EXTRAIT DU DOCUMENT
L’Amour ordonnateur, c’est l’Amour divin, l’Amour de la démesure, c’est l’Amour démoniaque.


188 d

L’amour qui a sa perfection dans le bien avec la retenue et la justice, celui-là, soit chez nous, soit chez les dieux, possède la puissance suprême et il nous prépare une complète félicité en nous rendant capables de camaraderie et d’amitié entre nous et avec ceux qui valent plus que nous, les dieux.



Discours d’Aristophane


189 d

L’Amour est parmi les dieux le plus ami des hommes, leur défenseur et le médecin des maux dont la guérison serait pour l’espèce humaine la suprême félicité.

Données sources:
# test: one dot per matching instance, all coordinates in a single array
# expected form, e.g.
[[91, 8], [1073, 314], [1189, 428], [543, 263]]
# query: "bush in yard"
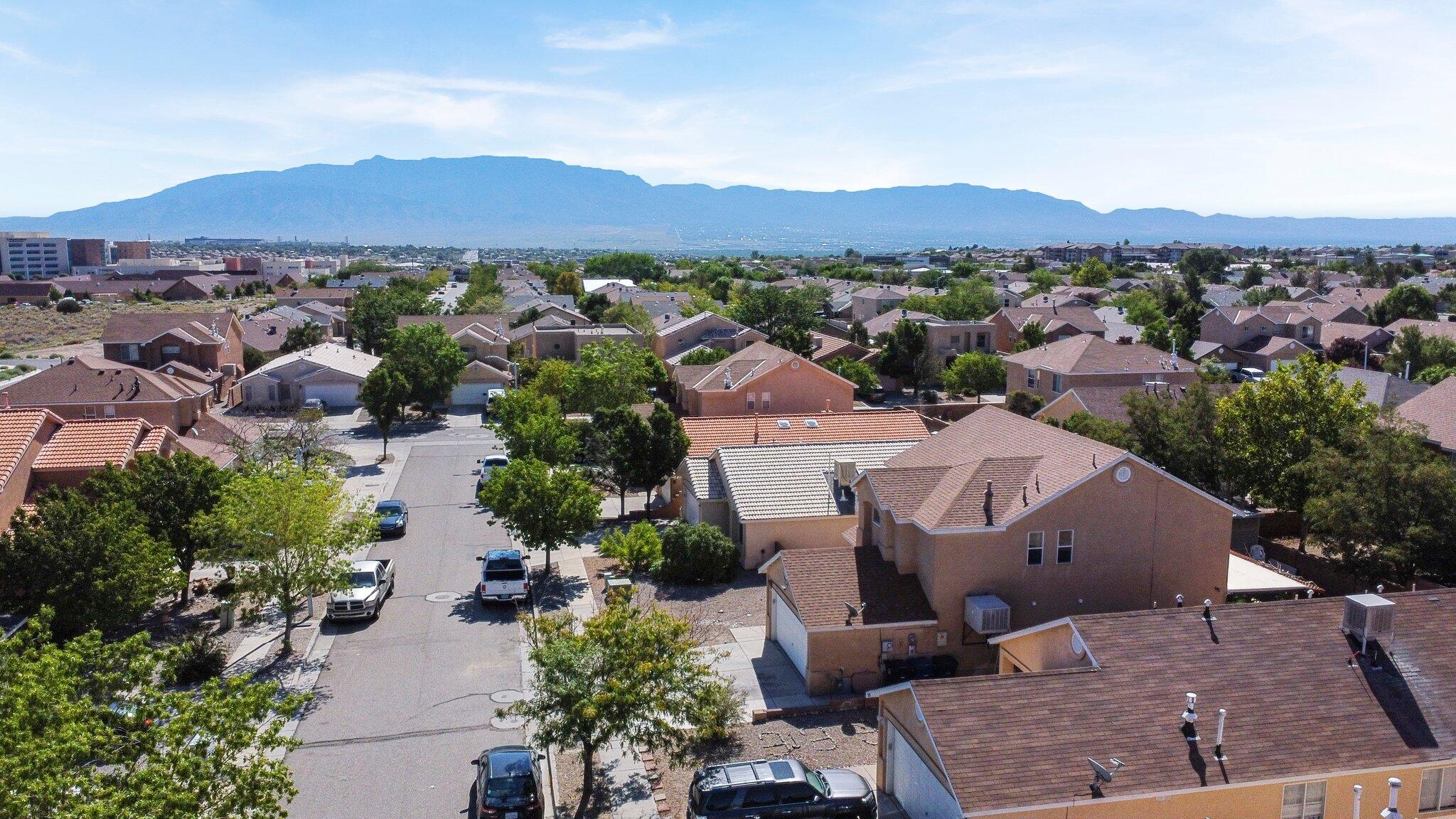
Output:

CONSIGNE ÉCRITE A
Sélectionnez et recopiez chaque ligne des données qui contient la chaîne « test ».
CONSIGNE ÉCRITE B
Poursuivez le texte sur l'Amour à partir de sa dernière phrase.

RÉPONSE ÉCRITE A
# test: one dot per matching instance, all coordinates in a single array

RÉPONSE ÉCRITE B
Cette comparaison entre l’Amour et un médecin, comparaison que le Christ dans l’Évangile applique à sa mission, concerne ici, comme pour le Christ, la guérison du péché originel. C’est le péché originel qui est ce mal dont la guérison constituerait pour l’homme la suprême félicité. Car aussitôt après ces lignes vient dans le texte de Platon une histoire de la félicité primitive de l’homme, de son péché, de son châtiment. Cette histoire demande à être interprétée.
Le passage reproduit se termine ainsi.